> **Text provided**
Wondering how you go about creating an algorithm for this. I am stuck at the beginning, but it seems to require something like recursive descent of some sort, but on trees rather than on sequences.
So you have a function:
function checkIfMatch(actualTree, patternTree) {
for (node in actualTree) {
if (!checkIfMatchesSubtree(node, patternTree)) {
return false
}
}
return true
}
I don't really know how to begin this one, and am searching Google for "tree pattern matching algorithms" or "arbology". Going to take a lot of time to try and translate those mathematical abstractions into code, if I am even going in the right direction. Wondering if you could help construct a simple algorithm for this case. It's hard to figure out how you should be traversing the actual tree, while also traversing the pattern tree, and keeping track of the position you are in each tree.

> **Raw data**
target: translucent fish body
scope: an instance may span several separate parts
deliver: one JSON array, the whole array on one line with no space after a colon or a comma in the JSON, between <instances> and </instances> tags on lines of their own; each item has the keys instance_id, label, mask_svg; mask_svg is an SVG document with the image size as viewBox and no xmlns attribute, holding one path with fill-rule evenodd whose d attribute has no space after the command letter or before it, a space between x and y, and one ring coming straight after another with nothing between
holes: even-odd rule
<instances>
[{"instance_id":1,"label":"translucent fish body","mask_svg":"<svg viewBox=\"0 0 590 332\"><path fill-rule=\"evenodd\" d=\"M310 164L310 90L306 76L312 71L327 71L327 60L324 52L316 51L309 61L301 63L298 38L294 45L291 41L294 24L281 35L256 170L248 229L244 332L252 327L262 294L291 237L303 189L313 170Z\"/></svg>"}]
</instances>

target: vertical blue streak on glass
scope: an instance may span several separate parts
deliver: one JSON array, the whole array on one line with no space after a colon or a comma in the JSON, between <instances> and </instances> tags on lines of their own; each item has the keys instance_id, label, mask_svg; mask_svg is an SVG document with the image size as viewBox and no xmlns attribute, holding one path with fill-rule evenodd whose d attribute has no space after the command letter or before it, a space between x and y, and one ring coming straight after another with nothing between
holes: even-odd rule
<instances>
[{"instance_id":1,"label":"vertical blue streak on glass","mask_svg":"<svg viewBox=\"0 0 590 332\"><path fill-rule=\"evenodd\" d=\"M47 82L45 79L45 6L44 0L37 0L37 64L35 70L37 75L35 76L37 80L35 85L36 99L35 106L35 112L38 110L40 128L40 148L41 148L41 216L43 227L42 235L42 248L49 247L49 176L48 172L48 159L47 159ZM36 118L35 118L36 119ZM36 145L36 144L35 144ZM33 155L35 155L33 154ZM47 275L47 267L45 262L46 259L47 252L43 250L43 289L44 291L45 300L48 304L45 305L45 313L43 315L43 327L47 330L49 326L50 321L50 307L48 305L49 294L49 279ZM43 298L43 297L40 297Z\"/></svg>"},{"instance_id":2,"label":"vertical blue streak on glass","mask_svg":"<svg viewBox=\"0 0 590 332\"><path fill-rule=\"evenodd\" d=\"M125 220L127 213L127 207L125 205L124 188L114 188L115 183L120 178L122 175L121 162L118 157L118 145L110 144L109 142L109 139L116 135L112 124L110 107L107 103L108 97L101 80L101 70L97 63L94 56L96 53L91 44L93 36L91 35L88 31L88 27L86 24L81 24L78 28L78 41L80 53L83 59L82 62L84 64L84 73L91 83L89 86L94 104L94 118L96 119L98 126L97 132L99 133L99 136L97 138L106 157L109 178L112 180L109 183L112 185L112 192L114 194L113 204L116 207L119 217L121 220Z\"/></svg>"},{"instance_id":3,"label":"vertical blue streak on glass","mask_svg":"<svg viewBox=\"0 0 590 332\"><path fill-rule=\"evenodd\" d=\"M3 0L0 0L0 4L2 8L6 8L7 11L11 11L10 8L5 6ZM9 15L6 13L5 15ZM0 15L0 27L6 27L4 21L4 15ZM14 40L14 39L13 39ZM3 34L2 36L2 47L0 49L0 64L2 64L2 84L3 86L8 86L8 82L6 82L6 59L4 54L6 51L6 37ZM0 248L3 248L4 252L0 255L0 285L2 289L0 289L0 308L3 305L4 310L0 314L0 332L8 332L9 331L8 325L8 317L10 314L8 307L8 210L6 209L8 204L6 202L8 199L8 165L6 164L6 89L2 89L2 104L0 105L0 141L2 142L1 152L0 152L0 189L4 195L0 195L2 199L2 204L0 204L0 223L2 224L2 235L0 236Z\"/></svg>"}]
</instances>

> **Task goal**
Return the forum post about tree pattern matching above word for word, in full, with no changes.

> **Task output**
Wondering how you go about creating an algorithm for this. I am stuck at the beginning, but it seems to require something like recursive descent of some sort, but on trees rather than on sequences.
So you have a function:
function checkIfMatch(actualTree, patternTree) {
for (node in actualTree) {
if (!checkIfMatchesSubtree(node, patternTree)) {
return false
}
}
return true
}
I don't really know how to begin this one, and am searching Google for "tree pattern matching algorithms" or "arbology". Going to take a lot of time to try and translate those mathematical abstractions into code, if I am even going in the right direction. Wondering if you could help construct a simple algorithm for this case. It's hard to figure out how you should be traversing the actual tree, while also traversing the pattern tree, and keeping track of the position you are in each tree.